■ **PROVIDED PASSAGE**:
--- BEGIN ---

However, if the octopus wakes up he will attack all characters. Per character a die is rolled. If the result is higher than the visible strength of a character the tentacle grabs the character, who may defend himself. To successfully escape from the grip of a tentacle the characters rolls his die. If the result is equal to the value of the octopus die, the character breaks free. Of not, the character loses one visible strength. Should the character roll higher, he cuts of a tentacle of the octopus. This tentacle won’t harm the players any more.

This process is repeated for all eight tentacles. Once the players have engaged in a fight with the octopus the may not perform any other actions this turn.

The octopus is coming for you!

The shark attacks if the shark card shows the 1 at the beginning of the attack phase or because an event on a logbook card tells you. If the 1 is visible on the shark card, the shark will attack 4 times. Per attack a dice will be rolled to determine where the sharks will attack (and which survivor is attacked). A second die is rolled and if the result of this second die is higher than the visible strength of the survivor he loses 1 visible strength. This process is repeated four times.

The only difference between a regular attack and an attack announced on the logbook card is the number of times the sharks will attack.

During the game an event may cause a survivor to fall of the raft and end up between several jellyfish trying to climb on the raft again. Whenever this happens a jellyfish card is drawn and the top die from the survivor is placed on the card. The card shows several fields which the survivor must pass to swim to and climb up the raft again. For each field a die is rolled. If it matched what is shown on the field nothing happens, if it doesn’t the survivor loses one visible strength.

Both jellyfish cards and disastercards are discarded after they’re used, but may get shuffled back into the deck during the game. This way you van encounter the same disaster or jellyfish card multiple times during a game. Messages in a bottle cards are discarded as well, but will never re-enter the game.

--- END ---

■ **STORED RECORDS**:
--- BEGIN ---

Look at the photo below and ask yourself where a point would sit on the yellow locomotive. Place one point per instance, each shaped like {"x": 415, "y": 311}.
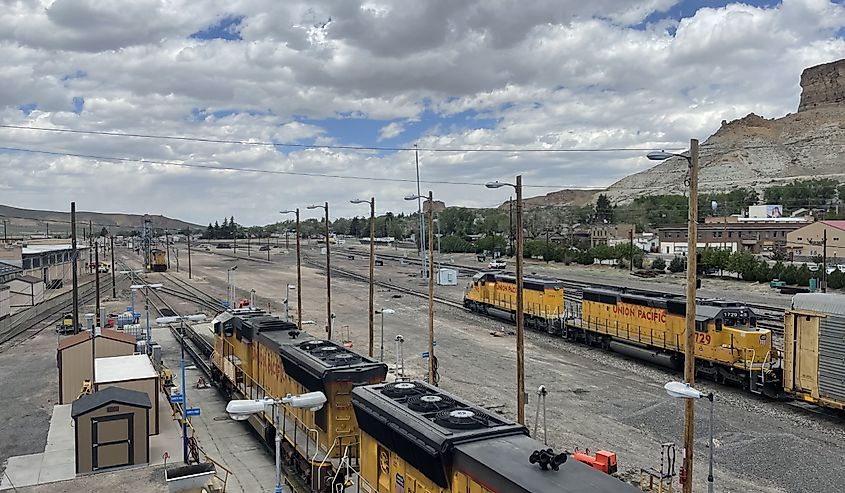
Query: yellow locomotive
{"x": 158, "y": 260}
{"x": 729, "y": 347}
{"x": 416, "y": 438}
{"x": 257, "y": 355}
{"x": 543, "y": 302}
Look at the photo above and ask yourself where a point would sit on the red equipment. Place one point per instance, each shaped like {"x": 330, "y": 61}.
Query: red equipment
{"x": 604, "y": 461}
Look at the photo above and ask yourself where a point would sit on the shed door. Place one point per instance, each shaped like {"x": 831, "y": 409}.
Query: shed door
{"x": 112, "y": 441}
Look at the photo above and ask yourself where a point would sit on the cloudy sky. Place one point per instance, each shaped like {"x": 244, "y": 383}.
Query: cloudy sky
{"x": 442, "y": 74}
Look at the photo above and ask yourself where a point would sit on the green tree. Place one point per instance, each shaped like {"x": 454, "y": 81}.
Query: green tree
{"x": 836, "y": 279}
{"x": 604, "y": 210}
{"x": 678, "y": 264}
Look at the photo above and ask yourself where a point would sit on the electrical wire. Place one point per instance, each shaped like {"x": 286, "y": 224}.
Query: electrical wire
{"x": 321, "y": 146}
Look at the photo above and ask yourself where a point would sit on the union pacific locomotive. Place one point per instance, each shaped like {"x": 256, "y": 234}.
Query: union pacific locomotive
{"x": 372, "y": 436}
{"x": 728, "y": 344}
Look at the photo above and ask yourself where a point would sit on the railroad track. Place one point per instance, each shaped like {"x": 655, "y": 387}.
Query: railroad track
{"x": 768, "y": 316}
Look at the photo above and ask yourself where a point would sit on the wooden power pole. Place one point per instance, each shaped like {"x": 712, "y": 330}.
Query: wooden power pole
{"x": 689, "y": 341}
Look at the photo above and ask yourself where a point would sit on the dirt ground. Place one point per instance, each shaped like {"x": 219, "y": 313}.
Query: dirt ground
{"x": 596, "y": 399}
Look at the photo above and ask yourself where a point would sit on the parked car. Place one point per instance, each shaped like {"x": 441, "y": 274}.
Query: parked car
{"x": 497, "y": 264}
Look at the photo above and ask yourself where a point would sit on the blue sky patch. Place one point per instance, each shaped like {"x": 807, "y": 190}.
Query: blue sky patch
{"x": 688, "y": 8}
{"x": 355, "y": 130}
{"x": 28, "y": 108}
{"x": 79, "y": 74}
{"x": 227, "y": 28}
{"x": 78, "y": 104}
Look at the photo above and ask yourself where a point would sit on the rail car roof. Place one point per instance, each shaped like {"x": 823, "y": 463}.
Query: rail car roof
{"x": 414, "y": 434}
{"x": 528, "y": 281}
{"x": 503, "y": 464}
{"x": 313, "y": 362}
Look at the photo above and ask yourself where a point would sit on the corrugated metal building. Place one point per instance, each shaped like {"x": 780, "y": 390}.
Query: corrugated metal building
{"x": 134, "y": 372}
{"x": 76, "y": 356}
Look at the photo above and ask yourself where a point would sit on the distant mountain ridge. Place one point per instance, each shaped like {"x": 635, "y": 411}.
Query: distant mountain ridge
{"x": 30, "y": 221}
{"x": 755, "y": 152}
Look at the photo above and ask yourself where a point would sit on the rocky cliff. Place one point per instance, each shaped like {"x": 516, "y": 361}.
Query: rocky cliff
{"x": 756, "y": 152}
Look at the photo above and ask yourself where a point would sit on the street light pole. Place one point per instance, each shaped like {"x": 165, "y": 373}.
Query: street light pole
{"x": 328, "y": 271}
{"x": 419, "y": 211}
{"x": 519, "y": 312}
{"x": 685, "y": 391}
{"x": 689, "y": 340}
{"x": 372, "y": 203}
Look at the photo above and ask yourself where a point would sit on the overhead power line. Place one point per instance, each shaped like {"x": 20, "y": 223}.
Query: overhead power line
{"x": 326, "y": 146}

--- END ---

■ **STATED EXERCISE**:
In the rules passage, rename "logbook card" to "ship's log card" and reproduce the text from "The shark attacks" up to and including "sharks will attack.". Work only from the rules passage.

■ **THE REPLY**:
The shark attacks if the shark card shows the 1 at the beginning of the attack phase or because an event on a ship's log card tells you. If the 1 is visible on the shark card, the shark will attack 4 times. Per attack a dice will be rolled to determine where the sharks will attack (and which survivor is attacked). A second die is rolled and if the result of this second die is higher than the visible strength of the survivor he loses 1 visible strength. This process is repeated four times.

The only difference between a regular attack and an attack announced on the ship's log card is the number of times the sharks will attack.